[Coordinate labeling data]
▼
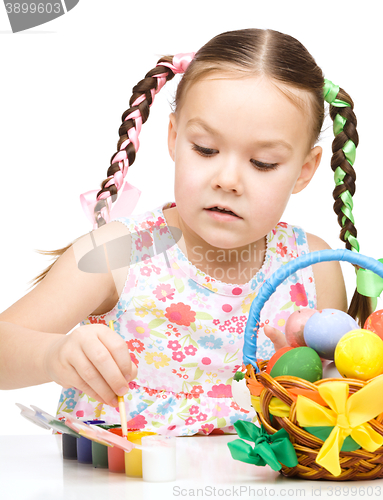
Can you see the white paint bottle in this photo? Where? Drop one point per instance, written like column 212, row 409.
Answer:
column 158, row 458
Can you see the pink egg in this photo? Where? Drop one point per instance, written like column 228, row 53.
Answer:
column 295, row 325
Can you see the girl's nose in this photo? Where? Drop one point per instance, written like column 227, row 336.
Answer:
column 228, row 177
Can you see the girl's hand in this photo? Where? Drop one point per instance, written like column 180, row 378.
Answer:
column 93, row 359
column 276, row 337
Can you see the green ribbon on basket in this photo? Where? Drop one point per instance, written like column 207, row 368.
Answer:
column 269, row 449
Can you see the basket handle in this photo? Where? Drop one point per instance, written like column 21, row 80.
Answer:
column 270, row 285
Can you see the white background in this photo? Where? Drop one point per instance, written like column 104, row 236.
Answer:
column 65, row 84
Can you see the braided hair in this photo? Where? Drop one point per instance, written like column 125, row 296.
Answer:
column 250, row 52
column 342, row 161
column 128, row 143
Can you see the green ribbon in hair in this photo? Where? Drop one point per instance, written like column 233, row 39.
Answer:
column 269, row 449
column 330, row 92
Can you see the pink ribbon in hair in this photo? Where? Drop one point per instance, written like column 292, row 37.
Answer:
column 180, row 62
column 124, row 206
column 128, row 197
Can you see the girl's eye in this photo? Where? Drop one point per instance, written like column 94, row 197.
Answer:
column 264, row 166
column 207, row 152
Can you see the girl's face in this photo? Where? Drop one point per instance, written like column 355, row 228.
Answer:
column 238, row 144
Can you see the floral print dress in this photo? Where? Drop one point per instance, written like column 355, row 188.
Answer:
column 185, row 331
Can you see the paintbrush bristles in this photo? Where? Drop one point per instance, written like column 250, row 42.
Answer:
column 121, row 403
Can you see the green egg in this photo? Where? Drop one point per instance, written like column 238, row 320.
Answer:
column 302, row 362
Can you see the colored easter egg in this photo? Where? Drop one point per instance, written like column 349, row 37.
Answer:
column 374, row 323
column 241, row 394
column 295, row 325
column 330, row 371
column 325, row 328
column 274, row 358
column 359, row 354
column 302, row 362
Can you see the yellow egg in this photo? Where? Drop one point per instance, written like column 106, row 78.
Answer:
column 359, row 354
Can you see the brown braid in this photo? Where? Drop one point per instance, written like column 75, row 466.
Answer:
column 143, row 87
column 360, row 307
column 339, row 160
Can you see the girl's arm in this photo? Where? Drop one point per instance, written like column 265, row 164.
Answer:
column 34, row 346
column 329, row 282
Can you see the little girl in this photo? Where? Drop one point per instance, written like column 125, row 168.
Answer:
column 177, row 281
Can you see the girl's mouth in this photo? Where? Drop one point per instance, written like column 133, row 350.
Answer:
column 222, row 213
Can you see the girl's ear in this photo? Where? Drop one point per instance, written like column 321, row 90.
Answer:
column 308, row 170
column 172, row 135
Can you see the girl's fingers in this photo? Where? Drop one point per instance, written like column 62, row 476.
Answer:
column 102, row 372
column 90, row 377
column 120, row 353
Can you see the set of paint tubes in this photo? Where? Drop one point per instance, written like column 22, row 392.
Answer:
column 139, row 454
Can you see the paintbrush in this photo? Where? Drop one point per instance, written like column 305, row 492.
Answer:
column 121, row 403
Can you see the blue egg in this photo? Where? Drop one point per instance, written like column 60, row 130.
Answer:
column 325, row 328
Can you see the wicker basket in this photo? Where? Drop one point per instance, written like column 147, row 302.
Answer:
column 355, row 465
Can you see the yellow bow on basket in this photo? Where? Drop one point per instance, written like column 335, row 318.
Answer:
column 348, row 415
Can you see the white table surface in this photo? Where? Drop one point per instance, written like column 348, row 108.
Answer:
column 32, row 468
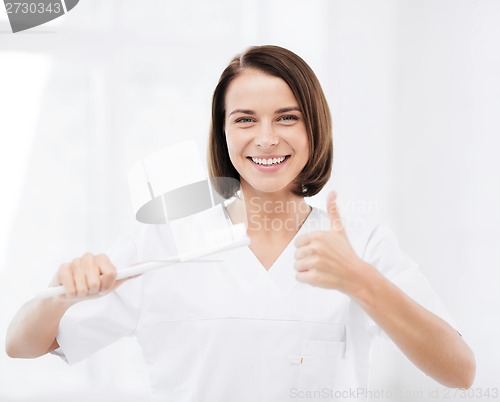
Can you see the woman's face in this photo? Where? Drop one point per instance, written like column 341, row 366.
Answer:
column 265, row 132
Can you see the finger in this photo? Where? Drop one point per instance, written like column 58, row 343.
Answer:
column 301, row 266
column 108, row 272
column 334, row 213
column 303, row 240
column 302, row 252
column 310, row 276
column 92, row 274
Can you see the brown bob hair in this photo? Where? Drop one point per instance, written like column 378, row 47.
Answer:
column 284, row 64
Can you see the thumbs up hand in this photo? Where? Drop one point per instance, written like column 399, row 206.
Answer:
column 326, row 258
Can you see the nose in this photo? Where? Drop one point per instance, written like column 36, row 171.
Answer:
column 266, row 137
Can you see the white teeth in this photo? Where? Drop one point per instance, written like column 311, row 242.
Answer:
column 272, row 161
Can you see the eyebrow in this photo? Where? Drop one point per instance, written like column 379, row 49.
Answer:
column 251, row 112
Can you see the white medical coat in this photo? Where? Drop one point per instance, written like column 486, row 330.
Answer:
column 234, row 331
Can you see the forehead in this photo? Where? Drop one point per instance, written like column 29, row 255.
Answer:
column 256, row 90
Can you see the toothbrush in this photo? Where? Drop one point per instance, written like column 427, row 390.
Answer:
column 221, row 240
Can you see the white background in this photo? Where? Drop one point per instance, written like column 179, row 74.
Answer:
column 414, row 90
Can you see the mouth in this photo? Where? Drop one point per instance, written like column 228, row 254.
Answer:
column 269, row 161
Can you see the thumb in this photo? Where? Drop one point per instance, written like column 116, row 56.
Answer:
column 334, row 213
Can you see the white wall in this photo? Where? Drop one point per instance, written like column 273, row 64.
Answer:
column 415, row 93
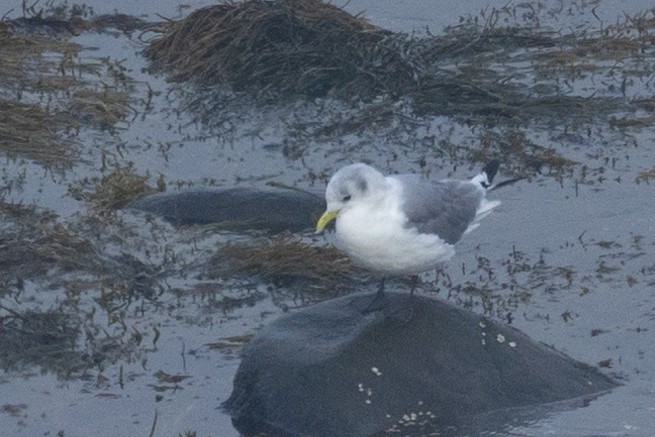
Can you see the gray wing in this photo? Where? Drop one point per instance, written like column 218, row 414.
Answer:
column 445, row 208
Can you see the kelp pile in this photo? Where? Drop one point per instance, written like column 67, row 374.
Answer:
column 306, row 48
column 291, row 47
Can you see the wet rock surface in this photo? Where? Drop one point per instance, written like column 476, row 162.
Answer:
column 362, row 365
column 238, row 208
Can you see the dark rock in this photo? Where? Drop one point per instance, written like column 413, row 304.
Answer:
column 340, row 368
column 238, row 208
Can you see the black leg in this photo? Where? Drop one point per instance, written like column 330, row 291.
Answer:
column 414, row 284
column 381, row 286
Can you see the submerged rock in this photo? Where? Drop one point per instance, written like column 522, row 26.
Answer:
column 359, row 366
column 238, row 208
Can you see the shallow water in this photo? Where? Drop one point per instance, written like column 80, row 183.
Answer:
column 582, row 248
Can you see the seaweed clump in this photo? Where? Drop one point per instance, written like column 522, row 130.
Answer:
column 291, row 47
column 287, row 262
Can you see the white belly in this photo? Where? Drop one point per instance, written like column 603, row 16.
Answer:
column 378, row 241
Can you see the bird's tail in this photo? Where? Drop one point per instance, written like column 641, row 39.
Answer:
column 486, row 176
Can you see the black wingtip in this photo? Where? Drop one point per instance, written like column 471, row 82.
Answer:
column 490, row 170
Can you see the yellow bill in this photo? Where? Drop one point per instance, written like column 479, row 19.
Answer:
▲
-- Problem statement --
Leave out the pictures and reproduce the rest of the listing exactly.

-- Task output --
Can you see the white paint bottle in this photo? Where? Drop one point per instance, written like column 212, row 409.
Answer:
column 158, row 458
Can you see the pink egg in this photo? Where? Drop one point per instance, written like column 228, row 53.
Answer:
column 295, row 325
Can you see the girl's nose in this photo? Where? Drop one point per instance, written like column 227, row 336.
Answer:
column 228, row 177
Can you see the girl's hand in this photo? Where? Drop one point per instance, written like column 180, row 378.
Answer:
column 93, row 359
column 276, row 337
Can you see the green ribbon on basket in this photo? Where? Drop one point per instance, written like column 207, row 368.
Answer:
column 269, row 449
Can you see the basket handle in this photo? Where? Drop one point per instance, written like column 21, row 80.
Answer:
column 270, row 285
Can you see the white background in this photo? Where? Drop one point per instance, written like column 104, row 236.
Answer:
column 65, row 84
Can you see the braided hair in this photo? Where? Drop one point per instance, written like column 125, row 296.
Answer:
column 250, row 52
column 342, row 161
column 128, row 143
Can you see the green ribbon in hair in this photo? Where? Drop one point per instance, written like column 233, row 39.
Answer:
column 269, row 449
column 330, row 92
Can you see the pink ribbon in hair in this photo? Where? Drop one point per instance, written like column 292, row 37.
Answer:
column 180, row 62
column 124, row 206
column 128, row 197
Can you see the girl's eye in this photo? Where? Drop one point per instance, written like column 94, row 197.
Answer:
column 264, row 166
column 207, row 152
Can you see the girl's face in this photo? Where? Drop one point per instance, written like column 355, row 228.
Answer:
column 238, row 144
Can you see the floral print dress in this photo? Where? Drop one point per instance, written like column 355, row 188.
Answer:
column 185, row 331
Can you see the paintbrush bristles in this photo? Where? Drop one point per instance, written like column 250, row 42.
Answer:
column 121, row 403
Can you see the green egg in this photo? Where? Drop one point per instance, written like column 238, row 320.
Answer:
column 302, row 362
Can you see the colored easter egg in this photo? Where? Drop one point per instance, written like column 349, row 37.
Answer:
column 374, row 323
column 241, row 394
column 295, row 325
column 330, row 371
column 325, row 328
column 274, row 358
column 359, row 354
column 302, row 362
Can you see the yellow egg in this photo? Where? Drop one point per instance, written like column 106, row 78.
Answer:
column 359, row 354
Can you see the brown braid in this photo? Where? Drop one point per instance, written like column 75, row 466.
Answer:
column 143, row 87
column 360, row 307
column 339, row 160
Can you see the girl's arm in this photo? Where? Drop one point per instance, written like column 265, row 164.
Answer:
column 34, row 346
column 329, row 282
Can you see the little girl in this photo? Where? Drop one point per instance, written like column 125, row 168.
Answer:
column 177, row 281
Can you see the girl's mouth in this photo? Where? Drop one point per instance, written like column 133, row 350.
Answer:
column 222, row 213
Can you see the girl's ear in this photo? Where? Drop one point per instance, written like column 321, row 90.
Answer:
column 308, row 170
column 172, row 135
Can you see the girl's fingers in this photo? Where? Drop one point per instance, written like column 62, row 476.
Answer:
column 102, row 372
column 90, row 377
column 120, row 353
Can you see the set of paint tubes in this photo? Where? Drop one point per instance, written like column 22, row 392.
Answer:
column 139, row 454
Can you see the paintbrush in this photo? Where? Drop one point per instance, written like column 305, row 492.
Answer:
column 121, row 403
Can you see the blue egg in this photo? Where? Drop one point per instance, written like column 60, row 130.
Answer:
column 325, row 328
Can you see the wicker basket in this photo? Where? Drop one point per instance, written like column 147, row 302.
Answer:
column 355, row 465
Can you see the yellow bow on basket in this photo? Where? Drop one point per instance, written like column 335, row 318.
Answer:
column 348, row 415
Can you see the white table surface in this photo? Where? Drop one point per instance, written like column 348, row 108.
Answer:
column 32, row 468
Can you see the woman's face in this photo? Where? Drop one point per instance, written like column 341, row 366.
Answer:
column 265, row 132
Can you see the finger in this photo? Where? Drop one point per instance, written like column 58, row 343.
Answer:
column 301, row 266
column 108, row 272
column 334, row 213
column 303, row 240
column 302, row 252
column 310, row 276
column 92, row 274
Can you see the brown bob hair in this photo? Where? Drop one point per instance, written like column 378, row 47.
Answer:
column 284, row 64
Can you see the thumbs up hand in this photo? Where? Drop one point per instance, written like column 399, row 206.
Answer:
column 326, row 258
Can you see the nose in this photo? Where? Drop one point per instance, written like column 36, row 171.
Answer:
column 266, row 137
Can you see the white teeth in this photo? Where? Drop one point per instance, written like column 311, row 242.
Answer:
column 272, row 161
Can you see the eyebrow in this photo? Where? Drop one point per instance, written like column 379, row 49.
Answer:
column 251, row 112
Can you see the white medical coat in this photo? Where? Drop one point per instance, written like column 486, row 330.
Answer:
column 234, row 331
Can you see the forehead in this photo? Where? Drop one point per instance, written like column 29, row 255.
Answer:
column 256, row 90
Can you see the toothbrush in this photo? Where? Drop one point per instance, written like column 427, row 390.
Answer:
column 221, row 240
Can you see the white background in this photo? Where? Drop one point per instance, written like column 179, row 74.
Answer:
column 414, row 90
Can you see the mouth in this photo? Where? Drop one point per instance, written like column 228, row 254.
Answer:
column 269, row 161
Can you see the thumb in this photo? Where? Drop one point per instance, written like column 116, row 56.
Answer:
column 334, row 213
Can you see the white wall in this photo? Where? Drop one point per instance, written like column 273, row 64.
Answer:
column 415, row 93
Can you see the gray wing in this photo? Where? Drop one point per instance, written like column 218, row 414.
Answer:
column 445, row 208
Can you see the kelp pile in this photo? Where? Drop one point per instance, written like column 67, row 374.
Answer:
column 306, row 48
column 291, row 47
Can you see the wet rock surface in this photo? Where? Drop one point per instance, written like column 476, row 162.
Answer:
column 362, row 365
column 238, row 208
Can you see the dark rock in this photo? Where? Drop one point per instance, written like column 413, row 304.
Answer:
column 340, row 368
column 238, row 208
Can you see the black leg in this photo? Where? Drop one point per instance, written like column 330, row 291.
Answer:
column 414, row 284
column 381, row 286
Can you see the submerged rock in this photo? Where? Drop one point per instance, written like column 522, row 26.
Answer:
column 359, row 366
column 238, row 208
Can you see the shallow water in this photo? Where? Drop one point per instance, written like column 80, row 183.
Answer:
column 582, row 248
Can you see the seaweed clump in this photo? Where? Drop one point per instance, written like column 522, row 130.
Answer:
column 291, row 47
column 287, row 262
Can you see the white belly in this photo? Where? Drop one point per instance, written like column 603, row 16.
Answer:
column 378, row 241
Can you see the bird's tail in this photo? Where? Drop one point per instance, written like column 641, row 39.
Answer:
column 486, row 176
Can you see the black wingtip in this photo? Where? Drop one point per instance, written like column 471, row 82.
Answer:
column 490, row 170
Can you see the yellow bill in this photo? Where? Drop one point per instance, written like column 479, row 19.
Answer:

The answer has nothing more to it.